> [What is needed]: In the items below, copy word for word everything from the line containing "TARGET = shirt collar" down to the line containing "[(502, 212), (542, 207), (381, 197)]", with both of those lines included.

Saved data entries:
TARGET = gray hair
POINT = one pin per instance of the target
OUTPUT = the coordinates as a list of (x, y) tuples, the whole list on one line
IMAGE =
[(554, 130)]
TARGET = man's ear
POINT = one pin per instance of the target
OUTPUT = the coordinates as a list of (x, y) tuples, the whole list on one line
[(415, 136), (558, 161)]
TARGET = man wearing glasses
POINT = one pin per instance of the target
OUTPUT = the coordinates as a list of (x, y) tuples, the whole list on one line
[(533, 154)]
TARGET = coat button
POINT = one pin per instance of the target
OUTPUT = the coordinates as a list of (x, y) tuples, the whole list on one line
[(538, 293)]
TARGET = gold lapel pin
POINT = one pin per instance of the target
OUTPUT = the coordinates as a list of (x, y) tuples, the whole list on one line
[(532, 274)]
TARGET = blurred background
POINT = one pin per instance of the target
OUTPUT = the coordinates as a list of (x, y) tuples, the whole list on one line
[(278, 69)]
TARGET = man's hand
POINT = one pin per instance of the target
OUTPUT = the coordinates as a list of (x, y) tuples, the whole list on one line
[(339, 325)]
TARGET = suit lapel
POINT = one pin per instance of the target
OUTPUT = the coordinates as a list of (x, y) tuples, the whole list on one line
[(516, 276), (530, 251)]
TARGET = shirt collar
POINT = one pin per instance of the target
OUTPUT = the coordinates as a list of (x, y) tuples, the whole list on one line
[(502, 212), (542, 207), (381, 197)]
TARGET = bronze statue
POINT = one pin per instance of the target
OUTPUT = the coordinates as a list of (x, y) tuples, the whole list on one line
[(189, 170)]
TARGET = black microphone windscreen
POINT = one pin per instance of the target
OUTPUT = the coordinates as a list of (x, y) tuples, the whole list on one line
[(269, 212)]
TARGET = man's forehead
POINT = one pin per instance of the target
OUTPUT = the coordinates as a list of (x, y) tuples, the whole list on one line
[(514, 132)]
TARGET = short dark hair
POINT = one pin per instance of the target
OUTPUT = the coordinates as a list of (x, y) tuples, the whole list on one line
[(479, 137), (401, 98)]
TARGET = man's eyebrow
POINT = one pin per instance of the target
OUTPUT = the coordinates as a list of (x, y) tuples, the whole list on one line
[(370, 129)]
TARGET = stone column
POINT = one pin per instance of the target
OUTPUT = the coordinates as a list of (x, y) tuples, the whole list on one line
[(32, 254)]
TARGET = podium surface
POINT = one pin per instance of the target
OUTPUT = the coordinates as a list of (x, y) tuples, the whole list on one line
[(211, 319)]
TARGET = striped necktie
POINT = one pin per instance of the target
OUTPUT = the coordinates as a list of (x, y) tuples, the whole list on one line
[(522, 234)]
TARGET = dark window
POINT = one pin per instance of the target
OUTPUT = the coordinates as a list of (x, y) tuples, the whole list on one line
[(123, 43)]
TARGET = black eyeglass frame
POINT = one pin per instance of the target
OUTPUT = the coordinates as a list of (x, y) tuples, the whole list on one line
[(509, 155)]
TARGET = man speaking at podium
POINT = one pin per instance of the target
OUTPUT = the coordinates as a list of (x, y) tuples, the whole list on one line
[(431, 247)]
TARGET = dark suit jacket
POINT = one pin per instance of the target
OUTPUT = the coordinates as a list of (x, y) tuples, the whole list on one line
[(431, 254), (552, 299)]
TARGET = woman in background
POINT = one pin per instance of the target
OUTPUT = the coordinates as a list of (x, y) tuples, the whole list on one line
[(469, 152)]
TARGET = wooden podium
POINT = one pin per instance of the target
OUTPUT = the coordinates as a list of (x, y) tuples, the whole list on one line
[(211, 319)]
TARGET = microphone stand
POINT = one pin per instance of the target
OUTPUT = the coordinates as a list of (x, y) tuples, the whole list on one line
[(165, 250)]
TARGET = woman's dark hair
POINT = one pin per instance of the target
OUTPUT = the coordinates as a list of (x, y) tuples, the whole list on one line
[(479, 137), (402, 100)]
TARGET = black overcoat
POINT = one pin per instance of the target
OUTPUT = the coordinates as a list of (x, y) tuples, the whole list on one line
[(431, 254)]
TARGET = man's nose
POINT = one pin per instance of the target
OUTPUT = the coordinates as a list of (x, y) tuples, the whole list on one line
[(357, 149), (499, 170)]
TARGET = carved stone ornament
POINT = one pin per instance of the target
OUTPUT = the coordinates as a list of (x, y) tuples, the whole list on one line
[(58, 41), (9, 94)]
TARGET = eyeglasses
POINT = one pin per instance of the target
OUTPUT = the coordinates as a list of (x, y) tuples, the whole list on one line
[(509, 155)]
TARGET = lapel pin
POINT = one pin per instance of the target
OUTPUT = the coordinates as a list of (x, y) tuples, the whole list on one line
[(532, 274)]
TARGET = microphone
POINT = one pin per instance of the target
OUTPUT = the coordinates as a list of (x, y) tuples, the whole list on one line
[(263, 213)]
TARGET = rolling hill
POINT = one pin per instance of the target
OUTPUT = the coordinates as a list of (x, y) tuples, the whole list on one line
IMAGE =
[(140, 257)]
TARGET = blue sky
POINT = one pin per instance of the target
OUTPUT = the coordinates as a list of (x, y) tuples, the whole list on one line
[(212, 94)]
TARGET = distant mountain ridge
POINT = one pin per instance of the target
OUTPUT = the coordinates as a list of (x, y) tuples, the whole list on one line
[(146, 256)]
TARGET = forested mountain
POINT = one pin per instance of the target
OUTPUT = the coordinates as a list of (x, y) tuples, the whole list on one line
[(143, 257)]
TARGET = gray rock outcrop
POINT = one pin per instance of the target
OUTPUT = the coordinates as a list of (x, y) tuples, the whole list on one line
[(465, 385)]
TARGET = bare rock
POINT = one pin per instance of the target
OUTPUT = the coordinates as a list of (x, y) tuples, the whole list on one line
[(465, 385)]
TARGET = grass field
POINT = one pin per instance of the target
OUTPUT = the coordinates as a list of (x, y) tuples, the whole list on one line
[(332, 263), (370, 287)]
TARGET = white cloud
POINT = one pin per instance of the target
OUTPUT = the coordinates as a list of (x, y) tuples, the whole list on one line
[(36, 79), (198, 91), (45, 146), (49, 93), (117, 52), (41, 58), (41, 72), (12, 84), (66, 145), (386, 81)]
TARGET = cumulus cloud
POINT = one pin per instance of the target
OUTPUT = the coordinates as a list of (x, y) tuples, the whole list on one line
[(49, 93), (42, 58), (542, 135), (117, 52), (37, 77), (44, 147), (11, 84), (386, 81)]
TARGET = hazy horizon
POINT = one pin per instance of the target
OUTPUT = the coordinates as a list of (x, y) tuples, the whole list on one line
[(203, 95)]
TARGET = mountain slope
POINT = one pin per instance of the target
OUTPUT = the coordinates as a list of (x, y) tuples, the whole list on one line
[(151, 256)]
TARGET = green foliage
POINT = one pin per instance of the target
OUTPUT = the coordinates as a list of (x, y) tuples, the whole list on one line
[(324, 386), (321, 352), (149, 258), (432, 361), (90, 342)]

> [Task result]:
TARGET = shirt collar
POINT = one pin per instance of the target
OUTPUT = the coordinates as a list of (x, y) tuples, the whole list on one line
[(502, 212), (542, 207), (381, 197)]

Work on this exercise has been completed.